* [Goal of the exercise]: Extract each line of the items below that contains the string "refrigerator".

* [Data section]:

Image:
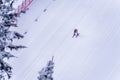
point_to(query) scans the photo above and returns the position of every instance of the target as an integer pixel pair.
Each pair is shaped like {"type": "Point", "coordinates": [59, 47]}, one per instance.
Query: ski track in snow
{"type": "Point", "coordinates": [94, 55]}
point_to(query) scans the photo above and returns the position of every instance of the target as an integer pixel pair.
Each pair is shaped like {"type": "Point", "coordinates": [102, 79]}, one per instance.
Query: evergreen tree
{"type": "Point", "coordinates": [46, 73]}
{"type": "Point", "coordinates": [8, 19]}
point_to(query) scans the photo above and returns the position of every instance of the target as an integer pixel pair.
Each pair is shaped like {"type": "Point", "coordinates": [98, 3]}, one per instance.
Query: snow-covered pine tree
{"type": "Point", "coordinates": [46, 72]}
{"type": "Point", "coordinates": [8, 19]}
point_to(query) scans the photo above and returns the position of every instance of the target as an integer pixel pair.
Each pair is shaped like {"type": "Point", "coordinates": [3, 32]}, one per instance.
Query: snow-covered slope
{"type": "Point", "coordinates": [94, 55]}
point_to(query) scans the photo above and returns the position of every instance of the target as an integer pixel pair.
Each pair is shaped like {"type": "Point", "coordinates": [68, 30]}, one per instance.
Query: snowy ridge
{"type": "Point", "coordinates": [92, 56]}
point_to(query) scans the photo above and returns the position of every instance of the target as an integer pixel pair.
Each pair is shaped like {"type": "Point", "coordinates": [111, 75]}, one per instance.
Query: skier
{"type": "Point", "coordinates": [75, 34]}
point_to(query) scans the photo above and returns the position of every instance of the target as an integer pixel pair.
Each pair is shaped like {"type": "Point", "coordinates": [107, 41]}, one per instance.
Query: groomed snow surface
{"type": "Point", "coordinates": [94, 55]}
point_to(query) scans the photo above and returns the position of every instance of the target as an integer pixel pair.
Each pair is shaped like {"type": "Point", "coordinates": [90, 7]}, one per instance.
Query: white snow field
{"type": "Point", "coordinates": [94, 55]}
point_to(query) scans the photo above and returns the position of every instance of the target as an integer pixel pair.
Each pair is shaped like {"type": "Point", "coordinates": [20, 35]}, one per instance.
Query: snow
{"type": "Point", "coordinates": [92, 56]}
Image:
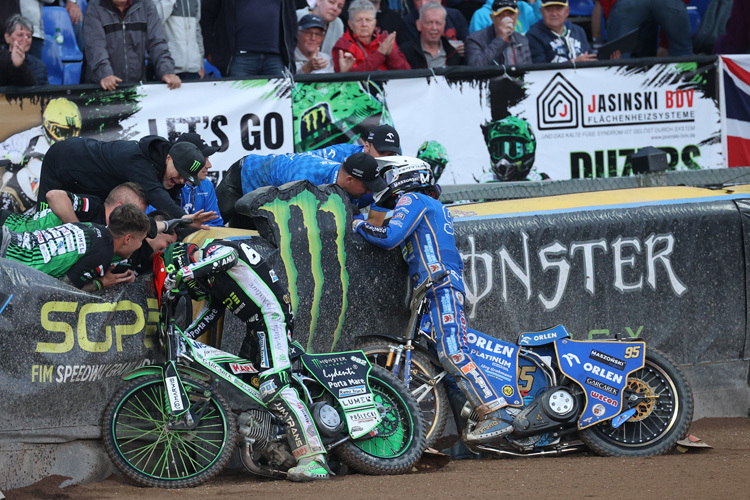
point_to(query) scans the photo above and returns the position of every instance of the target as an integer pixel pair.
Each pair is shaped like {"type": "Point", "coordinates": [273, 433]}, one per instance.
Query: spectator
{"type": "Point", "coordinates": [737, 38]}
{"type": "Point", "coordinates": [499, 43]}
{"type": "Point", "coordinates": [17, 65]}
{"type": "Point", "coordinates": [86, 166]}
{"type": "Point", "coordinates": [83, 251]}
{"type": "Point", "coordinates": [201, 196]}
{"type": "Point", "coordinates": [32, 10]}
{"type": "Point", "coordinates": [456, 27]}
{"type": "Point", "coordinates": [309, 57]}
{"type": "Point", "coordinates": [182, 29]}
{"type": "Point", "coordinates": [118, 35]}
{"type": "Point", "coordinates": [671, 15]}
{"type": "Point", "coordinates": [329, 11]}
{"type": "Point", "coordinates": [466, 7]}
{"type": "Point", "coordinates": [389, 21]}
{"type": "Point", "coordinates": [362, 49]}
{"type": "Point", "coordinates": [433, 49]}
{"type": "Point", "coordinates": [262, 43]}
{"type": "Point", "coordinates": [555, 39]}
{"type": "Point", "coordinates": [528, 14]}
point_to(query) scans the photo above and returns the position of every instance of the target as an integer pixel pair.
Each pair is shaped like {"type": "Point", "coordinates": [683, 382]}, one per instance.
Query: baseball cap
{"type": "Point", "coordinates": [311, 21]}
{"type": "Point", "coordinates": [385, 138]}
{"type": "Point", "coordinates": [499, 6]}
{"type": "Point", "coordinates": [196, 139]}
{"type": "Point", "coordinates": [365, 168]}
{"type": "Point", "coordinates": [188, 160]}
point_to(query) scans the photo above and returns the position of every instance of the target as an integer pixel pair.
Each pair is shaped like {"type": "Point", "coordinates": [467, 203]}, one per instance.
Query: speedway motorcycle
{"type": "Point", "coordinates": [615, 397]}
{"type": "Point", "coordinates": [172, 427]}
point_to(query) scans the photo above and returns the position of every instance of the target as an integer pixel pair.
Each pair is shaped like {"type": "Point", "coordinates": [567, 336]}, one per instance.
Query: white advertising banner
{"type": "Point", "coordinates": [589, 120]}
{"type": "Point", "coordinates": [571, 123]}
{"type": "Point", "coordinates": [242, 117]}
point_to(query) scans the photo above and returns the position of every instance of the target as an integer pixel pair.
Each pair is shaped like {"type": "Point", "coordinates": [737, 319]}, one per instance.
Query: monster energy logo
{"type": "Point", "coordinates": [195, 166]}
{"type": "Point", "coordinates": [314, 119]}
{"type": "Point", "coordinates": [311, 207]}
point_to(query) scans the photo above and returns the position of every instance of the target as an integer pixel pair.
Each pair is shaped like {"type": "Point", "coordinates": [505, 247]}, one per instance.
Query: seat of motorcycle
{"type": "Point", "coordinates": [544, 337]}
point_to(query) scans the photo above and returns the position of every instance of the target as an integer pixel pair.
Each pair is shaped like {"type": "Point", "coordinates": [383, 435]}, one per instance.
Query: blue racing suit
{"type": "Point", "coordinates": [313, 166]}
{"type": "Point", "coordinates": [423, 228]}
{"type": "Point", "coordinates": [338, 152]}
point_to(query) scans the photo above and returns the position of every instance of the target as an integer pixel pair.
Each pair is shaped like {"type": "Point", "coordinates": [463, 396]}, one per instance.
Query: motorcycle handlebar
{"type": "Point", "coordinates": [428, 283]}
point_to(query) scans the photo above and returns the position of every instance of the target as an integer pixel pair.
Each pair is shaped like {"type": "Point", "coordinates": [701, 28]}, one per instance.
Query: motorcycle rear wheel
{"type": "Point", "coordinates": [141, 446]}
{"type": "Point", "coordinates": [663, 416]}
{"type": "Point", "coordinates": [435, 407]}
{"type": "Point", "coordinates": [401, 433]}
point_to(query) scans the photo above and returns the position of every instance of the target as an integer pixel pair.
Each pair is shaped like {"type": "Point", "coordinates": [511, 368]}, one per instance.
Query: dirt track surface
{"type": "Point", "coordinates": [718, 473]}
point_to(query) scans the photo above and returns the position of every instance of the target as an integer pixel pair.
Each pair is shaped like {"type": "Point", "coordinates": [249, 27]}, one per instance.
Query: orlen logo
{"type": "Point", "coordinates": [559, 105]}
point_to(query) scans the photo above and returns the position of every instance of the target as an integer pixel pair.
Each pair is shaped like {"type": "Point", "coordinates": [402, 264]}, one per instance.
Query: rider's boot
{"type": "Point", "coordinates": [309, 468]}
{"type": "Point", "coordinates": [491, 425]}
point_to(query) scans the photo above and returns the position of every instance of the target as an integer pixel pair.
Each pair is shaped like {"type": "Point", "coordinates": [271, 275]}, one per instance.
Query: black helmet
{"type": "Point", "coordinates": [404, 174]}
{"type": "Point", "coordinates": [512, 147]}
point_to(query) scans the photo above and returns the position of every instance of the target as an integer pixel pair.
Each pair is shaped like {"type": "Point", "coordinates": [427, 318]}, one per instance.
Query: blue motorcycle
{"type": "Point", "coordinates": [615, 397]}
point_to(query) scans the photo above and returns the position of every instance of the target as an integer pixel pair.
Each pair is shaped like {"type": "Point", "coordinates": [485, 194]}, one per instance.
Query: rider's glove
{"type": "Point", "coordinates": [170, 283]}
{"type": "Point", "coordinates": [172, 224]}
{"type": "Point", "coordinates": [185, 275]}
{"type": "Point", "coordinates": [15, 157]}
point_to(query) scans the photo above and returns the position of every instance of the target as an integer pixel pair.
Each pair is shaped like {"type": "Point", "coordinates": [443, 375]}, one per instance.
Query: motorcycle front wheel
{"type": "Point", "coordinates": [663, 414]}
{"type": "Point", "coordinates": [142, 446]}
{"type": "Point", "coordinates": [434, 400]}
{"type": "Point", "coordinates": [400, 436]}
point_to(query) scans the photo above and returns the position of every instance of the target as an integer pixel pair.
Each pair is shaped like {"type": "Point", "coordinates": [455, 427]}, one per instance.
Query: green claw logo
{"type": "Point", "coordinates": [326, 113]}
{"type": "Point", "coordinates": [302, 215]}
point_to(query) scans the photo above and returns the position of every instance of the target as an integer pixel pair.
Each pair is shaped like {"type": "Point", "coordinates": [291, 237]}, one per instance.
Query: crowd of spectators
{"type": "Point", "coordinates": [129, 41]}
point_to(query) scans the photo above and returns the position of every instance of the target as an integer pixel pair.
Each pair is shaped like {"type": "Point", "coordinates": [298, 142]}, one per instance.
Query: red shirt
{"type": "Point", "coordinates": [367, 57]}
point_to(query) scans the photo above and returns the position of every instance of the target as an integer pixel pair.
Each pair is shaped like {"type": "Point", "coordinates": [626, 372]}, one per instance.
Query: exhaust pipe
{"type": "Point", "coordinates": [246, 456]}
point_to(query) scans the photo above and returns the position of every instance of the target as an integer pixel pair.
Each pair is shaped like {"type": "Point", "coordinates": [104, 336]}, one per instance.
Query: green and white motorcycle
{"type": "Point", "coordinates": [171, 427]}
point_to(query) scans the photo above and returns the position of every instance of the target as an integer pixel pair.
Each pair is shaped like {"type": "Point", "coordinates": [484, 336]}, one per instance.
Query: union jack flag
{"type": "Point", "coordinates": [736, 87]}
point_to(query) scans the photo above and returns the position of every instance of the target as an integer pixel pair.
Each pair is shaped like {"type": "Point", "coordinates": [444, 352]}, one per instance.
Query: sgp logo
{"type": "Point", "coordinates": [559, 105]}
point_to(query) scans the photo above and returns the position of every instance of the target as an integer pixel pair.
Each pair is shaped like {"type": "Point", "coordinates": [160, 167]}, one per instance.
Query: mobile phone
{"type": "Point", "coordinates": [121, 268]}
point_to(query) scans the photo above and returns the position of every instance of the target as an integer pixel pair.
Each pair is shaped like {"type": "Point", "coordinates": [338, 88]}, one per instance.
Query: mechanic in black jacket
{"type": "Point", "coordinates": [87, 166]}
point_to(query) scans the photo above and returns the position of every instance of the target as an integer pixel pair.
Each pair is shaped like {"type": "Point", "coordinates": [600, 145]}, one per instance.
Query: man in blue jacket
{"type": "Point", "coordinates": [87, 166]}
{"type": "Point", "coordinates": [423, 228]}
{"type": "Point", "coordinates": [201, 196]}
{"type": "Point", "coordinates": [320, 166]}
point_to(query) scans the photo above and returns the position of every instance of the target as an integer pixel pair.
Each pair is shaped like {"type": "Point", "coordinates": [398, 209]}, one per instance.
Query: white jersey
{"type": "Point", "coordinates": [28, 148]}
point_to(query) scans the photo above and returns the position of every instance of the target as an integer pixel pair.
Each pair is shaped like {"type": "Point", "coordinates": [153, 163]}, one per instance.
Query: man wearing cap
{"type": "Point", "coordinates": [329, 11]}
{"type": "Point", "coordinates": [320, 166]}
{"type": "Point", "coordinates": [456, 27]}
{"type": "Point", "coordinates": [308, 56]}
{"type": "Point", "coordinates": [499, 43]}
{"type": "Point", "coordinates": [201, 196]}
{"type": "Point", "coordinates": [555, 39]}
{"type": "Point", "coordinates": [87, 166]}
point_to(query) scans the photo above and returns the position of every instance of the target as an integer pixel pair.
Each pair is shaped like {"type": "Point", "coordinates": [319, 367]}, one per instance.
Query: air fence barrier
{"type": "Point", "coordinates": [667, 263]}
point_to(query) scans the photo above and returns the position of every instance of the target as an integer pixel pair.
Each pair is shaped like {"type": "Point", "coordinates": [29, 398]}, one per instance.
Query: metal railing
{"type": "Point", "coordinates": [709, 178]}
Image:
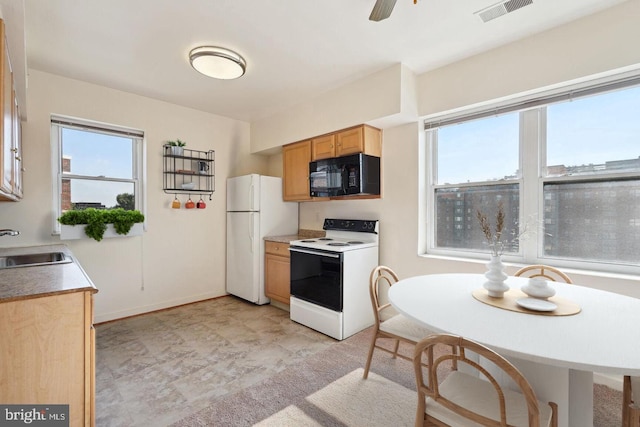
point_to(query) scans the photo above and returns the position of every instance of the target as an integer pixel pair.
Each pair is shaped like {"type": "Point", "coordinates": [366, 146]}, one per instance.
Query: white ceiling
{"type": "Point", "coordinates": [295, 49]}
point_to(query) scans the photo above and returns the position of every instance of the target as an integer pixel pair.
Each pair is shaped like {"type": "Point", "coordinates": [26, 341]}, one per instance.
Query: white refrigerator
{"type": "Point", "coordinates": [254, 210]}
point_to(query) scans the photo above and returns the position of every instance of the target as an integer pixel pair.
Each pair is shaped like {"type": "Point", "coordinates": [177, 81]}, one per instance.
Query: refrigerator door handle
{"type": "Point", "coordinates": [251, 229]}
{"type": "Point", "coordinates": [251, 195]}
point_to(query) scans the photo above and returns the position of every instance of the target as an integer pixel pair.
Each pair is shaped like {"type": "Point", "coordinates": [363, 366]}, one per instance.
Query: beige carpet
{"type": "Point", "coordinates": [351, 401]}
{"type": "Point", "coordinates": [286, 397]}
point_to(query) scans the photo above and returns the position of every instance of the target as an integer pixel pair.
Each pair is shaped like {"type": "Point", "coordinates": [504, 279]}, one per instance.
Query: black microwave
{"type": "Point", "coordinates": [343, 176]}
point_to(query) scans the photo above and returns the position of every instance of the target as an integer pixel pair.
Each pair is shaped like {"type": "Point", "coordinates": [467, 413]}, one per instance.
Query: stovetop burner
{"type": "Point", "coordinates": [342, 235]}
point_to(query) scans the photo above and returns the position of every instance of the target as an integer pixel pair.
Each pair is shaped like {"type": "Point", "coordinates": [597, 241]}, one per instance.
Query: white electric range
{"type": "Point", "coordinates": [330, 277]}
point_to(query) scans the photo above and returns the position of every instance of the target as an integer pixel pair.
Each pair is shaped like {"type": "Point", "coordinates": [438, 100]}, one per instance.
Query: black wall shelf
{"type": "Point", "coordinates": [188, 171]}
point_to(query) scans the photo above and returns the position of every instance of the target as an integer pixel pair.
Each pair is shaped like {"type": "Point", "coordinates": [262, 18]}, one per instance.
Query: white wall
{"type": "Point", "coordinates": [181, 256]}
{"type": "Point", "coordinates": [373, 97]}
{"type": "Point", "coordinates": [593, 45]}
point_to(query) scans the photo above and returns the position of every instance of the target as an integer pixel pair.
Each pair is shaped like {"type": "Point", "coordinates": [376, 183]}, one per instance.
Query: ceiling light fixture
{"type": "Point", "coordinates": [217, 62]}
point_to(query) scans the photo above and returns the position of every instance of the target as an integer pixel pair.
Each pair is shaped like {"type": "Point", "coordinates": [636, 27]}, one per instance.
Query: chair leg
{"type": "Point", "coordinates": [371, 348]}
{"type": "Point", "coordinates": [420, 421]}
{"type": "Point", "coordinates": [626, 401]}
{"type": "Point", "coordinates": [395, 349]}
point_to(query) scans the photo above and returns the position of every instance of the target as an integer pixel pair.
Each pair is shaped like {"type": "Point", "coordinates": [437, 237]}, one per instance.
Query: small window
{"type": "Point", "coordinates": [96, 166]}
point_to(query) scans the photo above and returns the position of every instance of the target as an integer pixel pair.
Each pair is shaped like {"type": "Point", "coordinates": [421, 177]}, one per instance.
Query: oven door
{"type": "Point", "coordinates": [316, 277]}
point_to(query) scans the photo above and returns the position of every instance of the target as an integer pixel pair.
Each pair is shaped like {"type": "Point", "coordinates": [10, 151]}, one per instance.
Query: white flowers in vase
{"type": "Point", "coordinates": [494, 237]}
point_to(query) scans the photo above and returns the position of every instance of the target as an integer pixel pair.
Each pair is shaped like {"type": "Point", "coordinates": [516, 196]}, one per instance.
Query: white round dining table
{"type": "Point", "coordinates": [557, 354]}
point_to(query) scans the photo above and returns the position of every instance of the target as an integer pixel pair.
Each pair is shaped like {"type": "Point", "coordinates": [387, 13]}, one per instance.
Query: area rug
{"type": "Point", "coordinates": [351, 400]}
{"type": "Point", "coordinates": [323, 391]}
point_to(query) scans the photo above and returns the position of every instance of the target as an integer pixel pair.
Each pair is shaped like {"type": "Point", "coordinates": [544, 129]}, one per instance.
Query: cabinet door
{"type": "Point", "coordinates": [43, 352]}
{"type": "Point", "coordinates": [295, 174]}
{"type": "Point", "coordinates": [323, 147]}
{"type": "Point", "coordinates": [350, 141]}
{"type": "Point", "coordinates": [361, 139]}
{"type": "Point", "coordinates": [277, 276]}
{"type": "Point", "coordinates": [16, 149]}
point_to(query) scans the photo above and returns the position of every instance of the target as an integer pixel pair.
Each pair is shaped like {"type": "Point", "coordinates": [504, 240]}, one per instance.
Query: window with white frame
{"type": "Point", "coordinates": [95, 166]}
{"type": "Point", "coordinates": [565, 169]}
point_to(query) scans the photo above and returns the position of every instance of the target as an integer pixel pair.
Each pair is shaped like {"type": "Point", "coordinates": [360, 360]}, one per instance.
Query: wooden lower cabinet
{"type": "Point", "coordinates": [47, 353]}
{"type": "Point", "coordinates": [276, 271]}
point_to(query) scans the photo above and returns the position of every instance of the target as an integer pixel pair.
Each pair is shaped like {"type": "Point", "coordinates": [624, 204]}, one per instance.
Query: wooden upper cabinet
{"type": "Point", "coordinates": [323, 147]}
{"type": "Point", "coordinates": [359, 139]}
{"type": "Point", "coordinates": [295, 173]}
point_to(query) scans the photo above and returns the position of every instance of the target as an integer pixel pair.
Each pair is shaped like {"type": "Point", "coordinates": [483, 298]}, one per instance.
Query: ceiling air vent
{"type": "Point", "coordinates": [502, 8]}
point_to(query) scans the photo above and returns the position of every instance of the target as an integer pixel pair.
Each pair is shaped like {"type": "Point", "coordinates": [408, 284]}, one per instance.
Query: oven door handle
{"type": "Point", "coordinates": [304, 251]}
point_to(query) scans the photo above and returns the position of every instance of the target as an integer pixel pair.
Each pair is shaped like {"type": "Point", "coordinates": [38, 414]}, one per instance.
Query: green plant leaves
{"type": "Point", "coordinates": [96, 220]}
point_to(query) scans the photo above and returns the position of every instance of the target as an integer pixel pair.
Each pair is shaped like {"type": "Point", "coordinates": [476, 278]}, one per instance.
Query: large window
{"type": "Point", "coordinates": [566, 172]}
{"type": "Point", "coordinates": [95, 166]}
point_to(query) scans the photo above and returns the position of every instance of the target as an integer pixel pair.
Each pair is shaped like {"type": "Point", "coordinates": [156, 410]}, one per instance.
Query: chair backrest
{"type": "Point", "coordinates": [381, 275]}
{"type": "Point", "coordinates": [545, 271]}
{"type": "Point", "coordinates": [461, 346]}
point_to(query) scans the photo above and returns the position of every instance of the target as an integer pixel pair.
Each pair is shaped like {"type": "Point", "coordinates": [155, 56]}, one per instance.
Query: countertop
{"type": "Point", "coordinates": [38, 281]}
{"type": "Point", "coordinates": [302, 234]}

* [Written solution]:
Query: white refrigerator
Query: refrigerator door handle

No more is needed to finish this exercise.